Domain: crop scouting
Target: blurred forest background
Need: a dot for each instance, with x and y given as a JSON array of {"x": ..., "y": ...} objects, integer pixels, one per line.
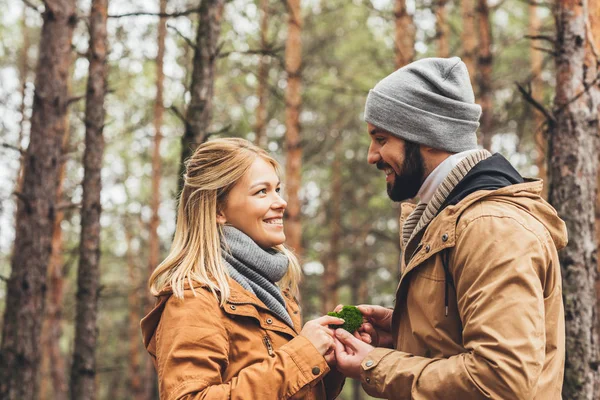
[{"x": 101, "y": 101}]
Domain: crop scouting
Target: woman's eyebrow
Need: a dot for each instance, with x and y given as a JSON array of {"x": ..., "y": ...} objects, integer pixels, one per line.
[{"x": 268, "y": 184}]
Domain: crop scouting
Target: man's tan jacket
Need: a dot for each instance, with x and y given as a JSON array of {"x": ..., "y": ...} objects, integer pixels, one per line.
[{"x": 503, "y": 336}]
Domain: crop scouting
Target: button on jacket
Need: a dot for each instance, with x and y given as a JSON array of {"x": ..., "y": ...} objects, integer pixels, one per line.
[
  {"x": 504, "y": 335},
  {"x": 239, "y": 351}
]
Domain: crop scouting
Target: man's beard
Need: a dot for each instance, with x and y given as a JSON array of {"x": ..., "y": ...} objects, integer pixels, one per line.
[{"x": 407, "y": 184}]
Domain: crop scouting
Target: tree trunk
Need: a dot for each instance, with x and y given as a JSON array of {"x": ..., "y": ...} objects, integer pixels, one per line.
[
  {"x": 263, "y": 75},
  {"x": 293, "y": 102},
  {"x": 26, "y": 288},
  {"x": 359, "y": 296},
  {"x": 442, "y": 30},
  {"x": 573, "y": 170},
  {"x": 484, "y": 69},
  {"x": 329, "y": 293},
  {"x": 405, "y": 35},
  {"x": 537, "y": 93},
  {"x": 133, "y": 300},
  {"x": 23, "y": 72},
  {"x": 54, "y": 378},
  {"x": 199, "y": 112},
  {"x": 83, "y": 371},
  {"x": 468, "y": 37},
  {"x": 145, "y": 368}
]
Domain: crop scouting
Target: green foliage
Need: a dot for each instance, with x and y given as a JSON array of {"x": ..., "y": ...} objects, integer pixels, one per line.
[{"x": 352, "y": 318}]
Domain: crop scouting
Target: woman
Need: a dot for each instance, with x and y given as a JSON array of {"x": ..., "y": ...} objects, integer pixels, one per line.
[{"x": 222, "y": 327}]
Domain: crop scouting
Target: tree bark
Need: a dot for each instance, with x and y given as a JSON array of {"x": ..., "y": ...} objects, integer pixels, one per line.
[
  {"x": 263, "y": 75},
  {"x": 144, "y": 368},
  {"x": 573, "y": 168},
  {"x": 54, "y": 378},
  {"x": 199, "y": 112},
  {"x": 26, "y": 287},
  {"x": 329, "y": 295},
  {"x": 442, "y": 30},
  {"x": 405, "y": 34},
  {"x": 23, "y": 72},
  {"x": 484, "y": 69},
  {"x": 133, "y": 301},
  {"x": 537, "y": 93},
  {"x": 83, "y": 370},
  {"x": 468, "y": 37},
  {"x": 293, "y": 102}
]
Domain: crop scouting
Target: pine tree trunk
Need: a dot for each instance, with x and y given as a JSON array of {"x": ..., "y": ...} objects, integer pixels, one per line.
[
  {"x": 23, "y": 72},
  {"x": 405, "y": 34},
  {"x": 293, "y": 102},
  {"x": 199, "y": 112},
  {"x": 83, "y": 370},
  {"x": 484, "y": 69},
  {"x": 54, "y": 378},
  {"x": 329, "y": 294},
  {"x": 26, "y": 289},
  {"x": 133, "y": 301},
  {"x": 145, "y": 368},
  {"x": 593, "y": 54},
  {"x": 469, "y": 38},
  {"x": 442, "y": 30},
  {"x": 263, "y": 75},
  {"x": 537, "y": 93},
  {"x": 573, "y": 169}
]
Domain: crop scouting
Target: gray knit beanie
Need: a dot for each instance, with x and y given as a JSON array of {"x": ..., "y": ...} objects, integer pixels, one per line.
[{"x": 429, "y": 102}]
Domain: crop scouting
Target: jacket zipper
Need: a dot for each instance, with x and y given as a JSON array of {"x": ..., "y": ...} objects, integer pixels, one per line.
[{"x": 269, "y": 346}]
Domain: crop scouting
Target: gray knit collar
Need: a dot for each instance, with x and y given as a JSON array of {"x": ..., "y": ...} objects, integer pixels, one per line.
[{"x": 256, "y": 269}]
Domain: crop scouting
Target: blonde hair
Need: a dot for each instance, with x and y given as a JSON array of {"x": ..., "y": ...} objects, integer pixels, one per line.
[{"x": 195, "y": 255}]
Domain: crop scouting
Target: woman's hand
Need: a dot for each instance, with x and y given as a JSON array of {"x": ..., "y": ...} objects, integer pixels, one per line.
[
  {"x": 377, "y": 325},
  {"x": 319, "y": 334}
]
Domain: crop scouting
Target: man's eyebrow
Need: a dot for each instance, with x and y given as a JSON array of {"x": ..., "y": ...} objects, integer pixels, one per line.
[
  {"x": 268, "y": 184},
  {"x": 375, "y": 131}
]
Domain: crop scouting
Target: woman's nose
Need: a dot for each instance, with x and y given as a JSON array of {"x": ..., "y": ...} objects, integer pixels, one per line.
[{"x": 279, "y": 203}]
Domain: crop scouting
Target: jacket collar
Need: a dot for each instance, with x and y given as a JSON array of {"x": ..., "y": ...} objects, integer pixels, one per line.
[{"x": 440, "y": 234}]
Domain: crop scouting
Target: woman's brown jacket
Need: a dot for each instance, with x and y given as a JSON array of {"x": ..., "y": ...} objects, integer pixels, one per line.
[{"x": 239, "y": 351}]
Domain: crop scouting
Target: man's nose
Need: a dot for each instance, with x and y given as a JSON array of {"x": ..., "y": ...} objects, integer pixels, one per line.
[{"x": 373, "y": 156}]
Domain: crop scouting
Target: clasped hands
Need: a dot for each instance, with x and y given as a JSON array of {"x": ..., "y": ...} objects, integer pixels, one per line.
[{"x": 344, "y": 350}]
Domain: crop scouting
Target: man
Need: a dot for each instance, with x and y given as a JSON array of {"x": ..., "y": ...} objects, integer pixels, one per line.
[{"x": 478, "y": 311}]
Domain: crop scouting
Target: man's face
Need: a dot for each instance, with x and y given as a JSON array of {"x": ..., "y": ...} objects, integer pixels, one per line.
[{"x": 400, "y": 160}]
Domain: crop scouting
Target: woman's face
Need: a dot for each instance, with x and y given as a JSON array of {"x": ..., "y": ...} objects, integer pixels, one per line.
[{"x": 255, "y": 207}]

TASK
Once the line that contains "Target: woman's nose" is found, please give it again exactly, along with each line that comes after it, through the last line of the entries.

EXERCISE ANSWER
Target: woman's nose
Need: a dot for each instance, with x and y given as a JSON array of {"x": ..., "y": ...} objects, integer pixels, one per line.
[{"x": 279, "y": 203}]
Domain: crop scouting
Target: jacket collar
Need: a dot for each instance, with x and y given as a JSON array of {"x": ..., "y": ...} objects, integer pixels, one per line.
[{"x": 440, "y": 234}]
Domain: crop scouting
Target: woman's brown jacket
Need: a dot for each instance, with x and y given as a JSON array of {"x": ..., "y": ...} objects, integer pixels, one per line.
[{"x": 239, "y": 351}]
Domain: crop scouting
Target: man's nose
Need: a dot for each instance, with x and y given as a JSON array of {"x": ..., "y": ...} objects, integer pixels, one per line.
[{"x": 373, "y": 156}]
Domain: crop scouting
Target: clasped hands
Need: a dot for each instance, with x and y given as a JSON array of {"x": ..., "y": ...} objects, integer pixels, one per line.
[{"x": 344, "y": 350}]
Domain: crop scouting
Target: man
Need: a dot for each instance, with x and y given as a JSON array of {"x": ..., "y": ...} objects, integer pixels, one per line.
[{"x": 478, "y": 311}]
Domain: crop scouting
Target: man's face
Need: a dot for each instance, with x and y given as a JSON array of {"x": ..., "y": ...} objects, integer pixels, one per line.
[{"x": 400, "y": 160}]
Domain: crop scouting
Target: woman's face
Need: a dot for each instance, with x and y given as a JSON array of {"x": ..., "y": ...} objects, integer pixels, one per line.
[{"x": 255, "y": 207}]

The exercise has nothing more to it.